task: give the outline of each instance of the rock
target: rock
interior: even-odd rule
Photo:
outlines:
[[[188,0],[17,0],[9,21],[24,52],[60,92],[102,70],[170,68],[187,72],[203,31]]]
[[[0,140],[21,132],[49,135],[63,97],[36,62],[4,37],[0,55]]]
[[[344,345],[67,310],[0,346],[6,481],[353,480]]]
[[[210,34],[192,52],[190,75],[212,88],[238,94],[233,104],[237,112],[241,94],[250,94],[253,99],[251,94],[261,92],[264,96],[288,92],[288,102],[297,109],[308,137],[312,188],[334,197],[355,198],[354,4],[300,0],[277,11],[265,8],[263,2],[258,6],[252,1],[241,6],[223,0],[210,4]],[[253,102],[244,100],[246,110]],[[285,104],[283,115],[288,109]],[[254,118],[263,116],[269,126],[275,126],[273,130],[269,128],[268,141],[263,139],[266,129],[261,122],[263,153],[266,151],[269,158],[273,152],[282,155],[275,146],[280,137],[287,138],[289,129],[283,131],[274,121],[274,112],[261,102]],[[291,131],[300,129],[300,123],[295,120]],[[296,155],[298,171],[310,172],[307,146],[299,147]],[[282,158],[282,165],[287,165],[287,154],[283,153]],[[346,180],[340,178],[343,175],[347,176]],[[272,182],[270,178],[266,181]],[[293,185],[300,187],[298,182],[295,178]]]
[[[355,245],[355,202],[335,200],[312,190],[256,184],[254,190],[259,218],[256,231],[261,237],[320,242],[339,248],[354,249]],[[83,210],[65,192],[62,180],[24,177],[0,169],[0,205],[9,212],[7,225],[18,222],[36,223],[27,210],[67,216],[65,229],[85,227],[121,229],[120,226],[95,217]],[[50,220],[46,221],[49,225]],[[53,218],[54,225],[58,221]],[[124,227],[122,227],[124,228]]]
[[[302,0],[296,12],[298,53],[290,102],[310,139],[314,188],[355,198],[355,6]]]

=-=-=-=-=

**PROBLEM DESCRIPTION:**
Write these lines out again, substituting "boulder" for "rock" and leaving everything else as it is.

**OUTPUT OF THE TASK:**
task: give the outline of each instance of the boulder
target: boulder
interior: even-odd rule
Photo:
outlines:
[[[188,0],[17,0],[9,21],[24,52],[60,92],[102,70],[170,68],[187,72],[203,31]]]
[[[0,140],[21,132],[49,135],[63,97],[36,62],[4,37],[0,55]]]
[[[344,345],[67,310],[0,346],[6,481],[353,480]]]
[[[210,34],[192,52],[190,75],[212,88],[238,94],[233,104],[237,112],[241,94],[250,94],[253,99],[251,94],[261,92],[264,96],[288,92],[288,102],[297,109],[308,137],[312,188],[334,197],[355,198],[354,4],[300,0],[277,11],[265,8],[263,2],[258,6],[252,1],[241,6],[223,0],[210,4]],[[253,102],[244,100],[246,110]],[[285,104],[283,115],[288,109]],[[254,118],[263,116],[269,126],[275,126],[273,130],[269,128],[268,141],[263,139],[266,129],[261,122],[263,153],[266,151],[269,158],[273,152],[282,155],[275,146],[280,137],[287,138],[289,129],[283,131],[274,121],[274,112],[261,102]],[[291,131],[300,129],[300,123],[295,120]],[[296,155],[298,171],[310,172],[307,146],[299,147]],[[282,158],[282,165],[287,165],[287,154],[283,153]],[[346,180],[340,178],[343,175],[347,176]],[[272,182],[270,178],[266,181]],[[293,185],[300,187],[298,182],[295,178]]]
[[[355,245],[355,202],[335,200],[312,190],[256,184],[254,190],[259,218],[256,231],[261,237],[320,242],[339,248],[354,249]],[[83,210],[65,192],[62,180],[24,177],[0,169],[0,205],[9,212],[7,225],[18,222],[36,223],[27,210],[67,216],[65,229],[85,227],[121,229],[120,226],[95,217]],[[50,220],[46,221],[49,225]],[[53,218],[54,225],[58,221]],[[124,227],[122,227],[124,228]]]
[[[302,0],[296,12],[298,53],[290,102],[310,139],[314,188],[355,198],[355,6]]]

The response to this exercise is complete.